[課題] 下のリストから「flag」という語を含む行をすべて選び、書き出してください。

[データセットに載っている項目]
☆ ☆ ☆ ☆ ☆ ☆ ☆

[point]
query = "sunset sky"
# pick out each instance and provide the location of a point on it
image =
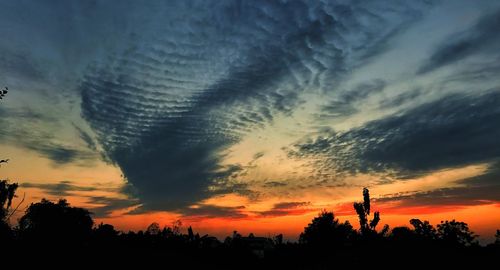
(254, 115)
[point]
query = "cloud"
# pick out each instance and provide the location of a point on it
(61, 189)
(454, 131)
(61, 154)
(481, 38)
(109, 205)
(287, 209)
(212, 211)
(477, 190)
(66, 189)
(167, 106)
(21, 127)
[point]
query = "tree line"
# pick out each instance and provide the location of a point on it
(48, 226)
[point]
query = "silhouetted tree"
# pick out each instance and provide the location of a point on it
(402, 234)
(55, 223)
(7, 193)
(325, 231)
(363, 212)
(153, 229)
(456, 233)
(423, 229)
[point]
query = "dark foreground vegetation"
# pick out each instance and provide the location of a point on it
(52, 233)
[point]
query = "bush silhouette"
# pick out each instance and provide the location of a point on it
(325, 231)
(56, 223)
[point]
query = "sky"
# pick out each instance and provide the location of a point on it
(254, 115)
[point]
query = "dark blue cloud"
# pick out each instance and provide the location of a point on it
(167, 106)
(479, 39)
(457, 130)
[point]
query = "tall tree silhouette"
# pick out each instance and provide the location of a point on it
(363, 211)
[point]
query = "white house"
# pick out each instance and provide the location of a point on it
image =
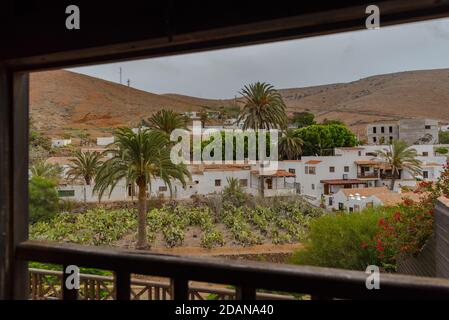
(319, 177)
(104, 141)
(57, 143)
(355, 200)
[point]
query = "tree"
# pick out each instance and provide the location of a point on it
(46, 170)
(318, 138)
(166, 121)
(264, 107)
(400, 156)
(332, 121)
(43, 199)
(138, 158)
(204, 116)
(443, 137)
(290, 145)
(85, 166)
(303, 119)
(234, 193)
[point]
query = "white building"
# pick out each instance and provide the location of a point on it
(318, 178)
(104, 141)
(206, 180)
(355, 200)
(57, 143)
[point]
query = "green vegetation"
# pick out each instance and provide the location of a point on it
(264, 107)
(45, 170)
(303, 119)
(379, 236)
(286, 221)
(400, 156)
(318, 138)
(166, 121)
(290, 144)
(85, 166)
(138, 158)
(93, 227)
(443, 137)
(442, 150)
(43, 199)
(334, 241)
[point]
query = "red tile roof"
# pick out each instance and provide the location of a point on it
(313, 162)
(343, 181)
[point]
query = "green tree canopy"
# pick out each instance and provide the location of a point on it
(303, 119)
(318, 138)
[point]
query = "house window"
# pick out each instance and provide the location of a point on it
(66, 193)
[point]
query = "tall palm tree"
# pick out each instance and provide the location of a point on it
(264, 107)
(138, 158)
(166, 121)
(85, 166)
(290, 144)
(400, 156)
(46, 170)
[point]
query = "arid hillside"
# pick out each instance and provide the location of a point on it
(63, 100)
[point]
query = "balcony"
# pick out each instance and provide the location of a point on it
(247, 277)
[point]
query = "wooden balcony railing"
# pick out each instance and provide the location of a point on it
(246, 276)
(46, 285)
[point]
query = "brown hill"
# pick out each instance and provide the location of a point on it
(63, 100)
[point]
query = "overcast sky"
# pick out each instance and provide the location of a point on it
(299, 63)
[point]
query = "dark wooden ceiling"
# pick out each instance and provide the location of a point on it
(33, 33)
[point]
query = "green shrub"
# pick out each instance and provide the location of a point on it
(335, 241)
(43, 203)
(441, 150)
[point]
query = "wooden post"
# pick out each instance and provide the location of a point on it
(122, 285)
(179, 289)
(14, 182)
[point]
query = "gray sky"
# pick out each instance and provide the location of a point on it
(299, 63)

☆ ☆ ☆ ☆ ☆ ☆ ☆

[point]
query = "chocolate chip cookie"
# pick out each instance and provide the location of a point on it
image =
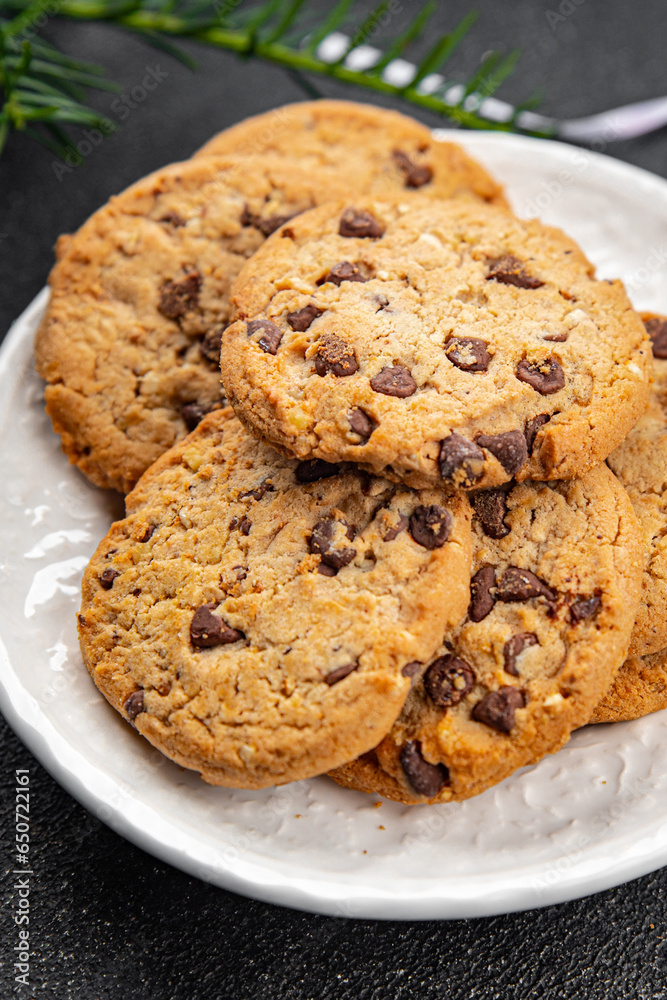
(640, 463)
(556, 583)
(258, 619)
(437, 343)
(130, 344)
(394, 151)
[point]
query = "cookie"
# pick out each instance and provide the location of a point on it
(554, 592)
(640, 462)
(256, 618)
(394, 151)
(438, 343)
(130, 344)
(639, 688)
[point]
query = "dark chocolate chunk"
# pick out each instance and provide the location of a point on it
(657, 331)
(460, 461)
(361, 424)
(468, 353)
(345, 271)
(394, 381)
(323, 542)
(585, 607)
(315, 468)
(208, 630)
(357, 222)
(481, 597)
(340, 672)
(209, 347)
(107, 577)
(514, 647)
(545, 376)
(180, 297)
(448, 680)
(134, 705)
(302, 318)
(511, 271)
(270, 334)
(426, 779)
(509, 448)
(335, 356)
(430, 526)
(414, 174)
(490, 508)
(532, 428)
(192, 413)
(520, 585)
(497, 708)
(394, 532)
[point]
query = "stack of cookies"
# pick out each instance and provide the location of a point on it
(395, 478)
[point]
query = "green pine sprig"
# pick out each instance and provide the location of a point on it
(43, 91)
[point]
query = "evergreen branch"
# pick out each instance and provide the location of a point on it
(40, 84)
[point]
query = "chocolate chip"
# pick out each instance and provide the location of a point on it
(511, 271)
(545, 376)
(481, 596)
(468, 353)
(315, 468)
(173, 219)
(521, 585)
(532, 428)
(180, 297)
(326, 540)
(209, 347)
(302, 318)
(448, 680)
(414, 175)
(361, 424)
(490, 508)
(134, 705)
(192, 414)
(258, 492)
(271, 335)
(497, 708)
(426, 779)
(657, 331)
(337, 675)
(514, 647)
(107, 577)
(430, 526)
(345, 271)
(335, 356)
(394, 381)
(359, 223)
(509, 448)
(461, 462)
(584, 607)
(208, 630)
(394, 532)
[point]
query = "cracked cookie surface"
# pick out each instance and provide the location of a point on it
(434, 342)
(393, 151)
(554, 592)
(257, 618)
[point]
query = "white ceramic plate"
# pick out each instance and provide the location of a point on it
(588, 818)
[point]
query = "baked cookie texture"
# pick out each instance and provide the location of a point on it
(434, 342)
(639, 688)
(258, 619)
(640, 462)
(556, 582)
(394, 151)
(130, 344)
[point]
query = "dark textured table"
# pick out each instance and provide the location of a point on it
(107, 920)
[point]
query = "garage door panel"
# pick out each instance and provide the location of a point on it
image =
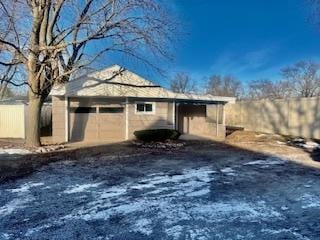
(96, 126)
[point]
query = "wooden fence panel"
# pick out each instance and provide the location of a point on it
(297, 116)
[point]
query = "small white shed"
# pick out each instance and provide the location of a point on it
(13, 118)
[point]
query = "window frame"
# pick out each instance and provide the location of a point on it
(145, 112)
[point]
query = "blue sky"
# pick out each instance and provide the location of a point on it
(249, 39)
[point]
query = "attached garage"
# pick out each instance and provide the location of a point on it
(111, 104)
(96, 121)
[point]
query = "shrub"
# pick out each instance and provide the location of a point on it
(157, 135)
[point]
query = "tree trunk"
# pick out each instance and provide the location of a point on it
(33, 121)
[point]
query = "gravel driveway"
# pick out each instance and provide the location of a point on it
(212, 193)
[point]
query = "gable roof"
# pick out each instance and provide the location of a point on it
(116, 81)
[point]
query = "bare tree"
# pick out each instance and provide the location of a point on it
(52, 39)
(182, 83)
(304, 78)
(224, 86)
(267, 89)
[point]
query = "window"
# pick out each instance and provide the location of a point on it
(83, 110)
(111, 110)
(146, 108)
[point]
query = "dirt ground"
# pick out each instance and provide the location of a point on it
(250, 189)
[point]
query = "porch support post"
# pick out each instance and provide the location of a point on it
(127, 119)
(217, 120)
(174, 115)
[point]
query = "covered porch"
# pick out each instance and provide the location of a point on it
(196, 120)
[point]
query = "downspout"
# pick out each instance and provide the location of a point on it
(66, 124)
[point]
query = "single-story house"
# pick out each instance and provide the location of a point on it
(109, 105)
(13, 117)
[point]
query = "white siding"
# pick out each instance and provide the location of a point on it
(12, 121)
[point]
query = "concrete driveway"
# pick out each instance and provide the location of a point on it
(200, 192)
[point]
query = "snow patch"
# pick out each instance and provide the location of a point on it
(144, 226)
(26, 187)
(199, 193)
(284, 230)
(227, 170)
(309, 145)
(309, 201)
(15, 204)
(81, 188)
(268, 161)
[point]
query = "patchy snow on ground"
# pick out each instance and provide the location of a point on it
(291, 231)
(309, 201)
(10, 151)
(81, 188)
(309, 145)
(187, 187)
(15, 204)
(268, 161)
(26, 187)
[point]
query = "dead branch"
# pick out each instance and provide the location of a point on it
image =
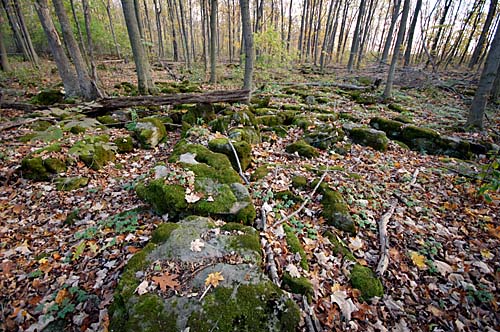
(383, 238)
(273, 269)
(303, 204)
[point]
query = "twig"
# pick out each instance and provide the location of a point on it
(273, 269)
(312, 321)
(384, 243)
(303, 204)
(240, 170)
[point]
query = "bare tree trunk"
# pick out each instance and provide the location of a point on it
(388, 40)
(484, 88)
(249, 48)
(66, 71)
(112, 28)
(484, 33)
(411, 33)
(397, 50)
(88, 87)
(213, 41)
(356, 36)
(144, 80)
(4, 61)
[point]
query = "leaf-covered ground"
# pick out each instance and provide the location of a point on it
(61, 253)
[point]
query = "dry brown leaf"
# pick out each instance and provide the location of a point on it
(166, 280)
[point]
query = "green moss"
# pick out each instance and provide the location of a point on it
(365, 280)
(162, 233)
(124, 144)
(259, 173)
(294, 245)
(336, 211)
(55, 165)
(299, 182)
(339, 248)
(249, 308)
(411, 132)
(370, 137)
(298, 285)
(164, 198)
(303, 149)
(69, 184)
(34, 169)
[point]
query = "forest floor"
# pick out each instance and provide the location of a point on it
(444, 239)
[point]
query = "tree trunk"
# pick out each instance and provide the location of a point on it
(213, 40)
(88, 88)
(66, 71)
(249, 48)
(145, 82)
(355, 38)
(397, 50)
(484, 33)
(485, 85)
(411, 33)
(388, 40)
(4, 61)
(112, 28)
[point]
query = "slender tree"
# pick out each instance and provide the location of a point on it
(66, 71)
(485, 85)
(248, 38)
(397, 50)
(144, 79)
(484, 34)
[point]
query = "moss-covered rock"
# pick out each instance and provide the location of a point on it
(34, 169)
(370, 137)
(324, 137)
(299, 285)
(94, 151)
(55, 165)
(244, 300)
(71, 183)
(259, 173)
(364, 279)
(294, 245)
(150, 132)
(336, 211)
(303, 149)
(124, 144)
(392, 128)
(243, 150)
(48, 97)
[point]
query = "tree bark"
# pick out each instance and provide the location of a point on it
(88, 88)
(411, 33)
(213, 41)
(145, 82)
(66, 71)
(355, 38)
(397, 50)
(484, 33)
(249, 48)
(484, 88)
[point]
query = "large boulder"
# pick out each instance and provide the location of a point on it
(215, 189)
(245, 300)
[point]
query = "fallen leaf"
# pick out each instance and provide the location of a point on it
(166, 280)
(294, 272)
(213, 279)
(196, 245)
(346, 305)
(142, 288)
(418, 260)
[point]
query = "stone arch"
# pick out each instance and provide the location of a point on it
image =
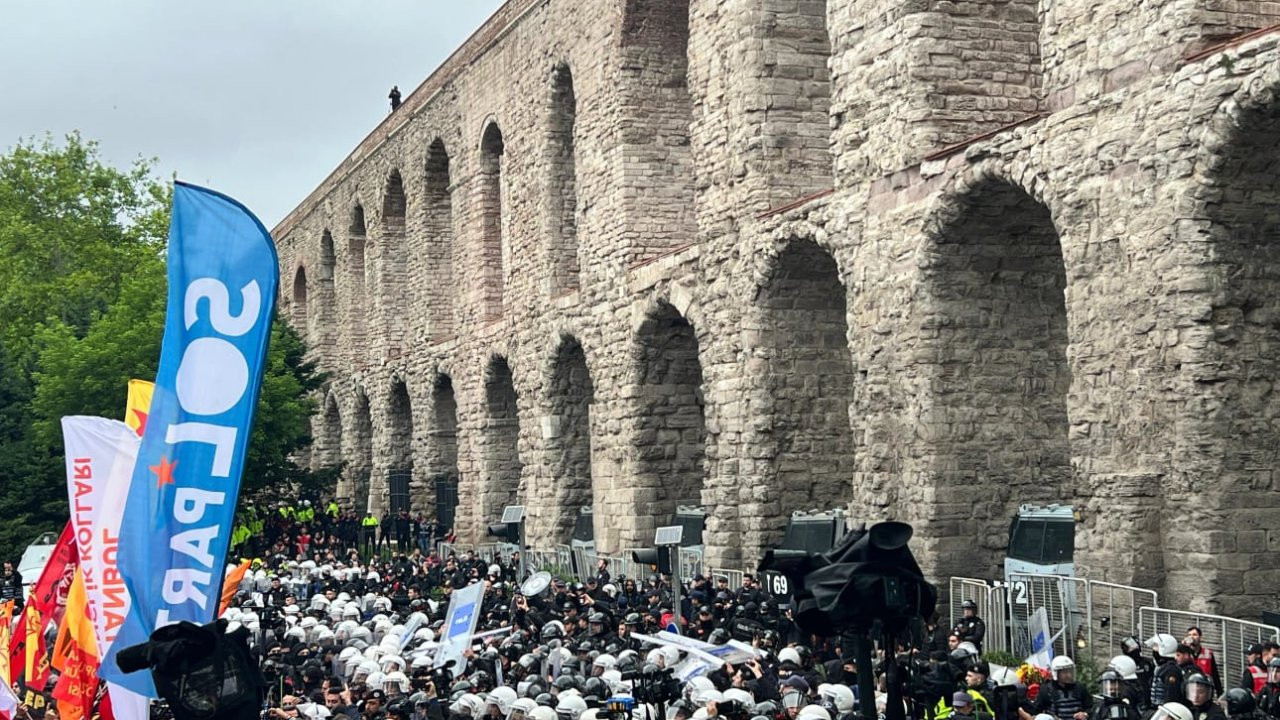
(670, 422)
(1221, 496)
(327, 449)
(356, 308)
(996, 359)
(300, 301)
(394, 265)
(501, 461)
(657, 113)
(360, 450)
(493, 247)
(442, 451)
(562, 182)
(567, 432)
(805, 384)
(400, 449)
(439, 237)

☆ ☆ ☆ ☆ ☆ ☆ ☆

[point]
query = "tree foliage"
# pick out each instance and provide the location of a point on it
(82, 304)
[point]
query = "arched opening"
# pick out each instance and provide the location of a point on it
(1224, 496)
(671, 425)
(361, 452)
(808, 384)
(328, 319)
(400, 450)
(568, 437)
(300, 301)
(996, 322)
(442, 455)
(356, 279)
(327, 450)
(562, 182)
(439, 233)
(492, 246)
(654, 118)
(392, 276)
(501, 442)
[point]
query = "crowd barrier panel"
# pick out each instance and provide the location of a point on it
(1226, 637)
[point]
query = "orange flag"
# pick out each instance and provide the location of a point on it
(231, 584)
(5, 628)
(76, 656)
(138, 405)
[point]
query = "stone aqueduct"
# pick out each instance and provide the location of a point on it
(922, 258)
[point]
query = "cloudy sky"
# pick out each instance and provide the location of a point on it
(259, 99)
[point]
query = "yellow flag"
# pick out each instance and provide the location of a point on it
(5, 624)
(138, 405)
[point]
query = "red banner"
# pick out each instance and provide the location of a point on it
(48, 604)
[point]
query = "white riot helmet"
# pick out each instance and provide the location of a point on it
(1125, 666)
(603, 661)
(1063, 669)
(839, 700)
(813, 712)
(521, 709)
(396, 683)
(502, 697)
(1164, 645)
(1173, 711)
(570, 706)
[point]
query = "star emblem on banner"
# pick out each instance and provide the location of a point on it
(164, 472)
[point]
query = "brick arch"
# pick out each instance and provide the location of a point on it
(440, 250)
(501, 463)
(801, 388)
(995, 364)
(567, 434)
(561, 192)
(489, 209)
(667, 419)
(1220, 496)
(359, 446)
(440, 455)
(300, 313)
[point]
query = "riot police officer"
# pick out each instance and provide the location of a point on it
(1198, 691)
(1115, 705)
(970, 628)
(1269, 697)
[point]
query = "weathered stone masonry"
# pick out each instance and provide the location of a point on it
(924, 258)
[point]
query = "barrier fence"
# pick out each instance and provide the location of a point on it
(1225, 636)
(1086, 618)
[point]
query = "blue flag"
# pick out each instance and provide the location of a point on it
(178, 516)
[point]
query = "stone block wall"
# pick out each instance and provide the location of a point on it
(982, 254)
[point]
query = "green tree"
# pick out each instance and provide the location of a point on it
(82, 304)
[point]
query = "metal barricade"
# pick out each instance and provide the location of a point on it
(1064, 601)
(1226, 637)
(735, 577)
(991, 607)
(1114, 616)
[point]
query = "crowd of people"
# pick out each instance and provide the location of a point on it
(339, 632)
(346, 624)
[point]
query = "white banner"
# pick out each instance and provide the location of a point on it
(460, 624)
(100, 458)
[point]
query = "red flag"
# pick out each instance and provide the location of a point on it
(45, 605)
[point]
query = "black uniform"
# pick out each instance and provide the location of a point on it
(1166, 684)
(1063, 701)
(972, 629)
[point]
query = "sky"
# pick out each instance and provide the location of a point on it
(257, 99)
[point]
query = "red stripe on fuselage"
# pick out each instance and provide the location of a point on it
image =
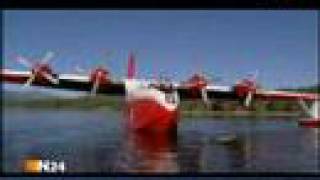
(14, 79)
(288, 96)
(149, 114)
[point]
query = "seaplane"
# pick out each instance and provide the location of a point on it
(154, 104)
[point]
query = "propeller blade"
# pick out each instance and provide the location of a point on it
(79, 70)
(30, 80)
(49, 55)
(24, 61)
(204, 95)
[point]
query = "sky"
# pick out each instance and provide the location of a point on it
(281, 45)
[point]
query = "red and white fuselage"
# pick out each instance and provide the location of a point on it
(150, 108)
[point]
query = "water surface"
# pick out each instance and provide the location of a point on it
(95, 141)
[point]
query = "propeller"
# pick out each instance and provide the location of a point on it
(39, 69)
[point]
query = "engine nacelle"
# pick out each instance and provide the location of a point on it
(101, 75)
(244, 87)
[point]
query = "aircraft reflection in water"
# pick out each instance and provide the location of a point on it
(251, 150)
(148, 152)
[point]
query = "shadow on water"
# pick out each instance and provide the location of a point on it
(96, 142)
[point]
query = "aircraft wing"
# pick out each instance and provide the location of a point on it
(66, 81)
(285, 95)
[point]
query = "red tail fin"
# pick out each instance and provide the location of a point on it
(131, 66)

☆ ☆ ☆ ☆ ☆ ☆ ☆

[解答]
query = "orange flag"
query = "yellow flag"
query = "blue flag"
query = "red flag"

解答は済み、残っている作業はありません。